▶ [PROVIDED ENTRIES]
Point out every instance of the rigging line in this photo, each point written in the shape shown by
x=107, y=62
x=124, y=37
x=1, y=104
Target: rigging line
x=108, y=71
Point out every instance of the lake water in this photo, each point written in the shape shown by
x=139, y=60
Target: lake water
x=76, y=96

▶ [WHAT TO WORK ON]
Print each of the lines above again, unchanged.

▶ [SOLUTION TO THE EXERCISE]
Point out every instance of the rigging line in this photo, each point written in the shape shown by
x=107, y=62
x=124, y=37
x=1, y=104
Target: rigging line
x=108, y=71
Point out every instance of the lake water in this photo, each point written in the shape shown by
x=139, y=60
Target: lake water
x=76, y=96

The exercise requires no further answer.